Your task
Copy out each of the following rows exactly as it appears, leaving out the pictures.

Source material
######

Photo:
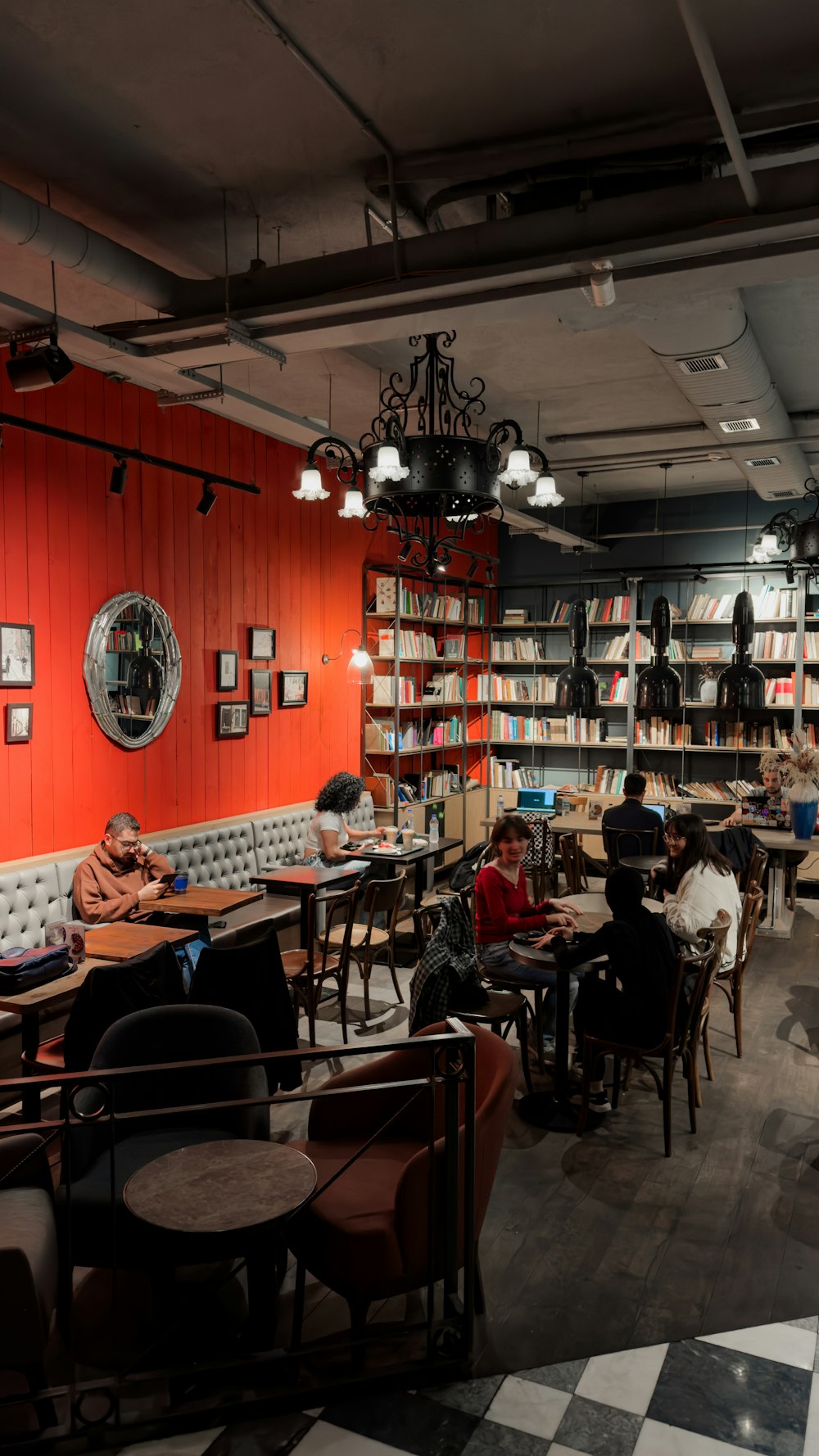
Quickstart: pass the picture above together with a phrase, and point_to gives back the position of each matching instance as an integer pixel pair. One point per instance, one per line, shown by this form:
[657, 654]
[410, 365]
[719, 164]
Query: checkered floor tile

######

Answer to the exercise
Photo:
Quickstart: pass the picture above together with a phrase, and point_to gives back the position of each matching instance as an integer pixel pair. One point per instance, one per line, shown by this form:
[657, 654]
[410, 365]
[719, 164]
Query: checkered floor tile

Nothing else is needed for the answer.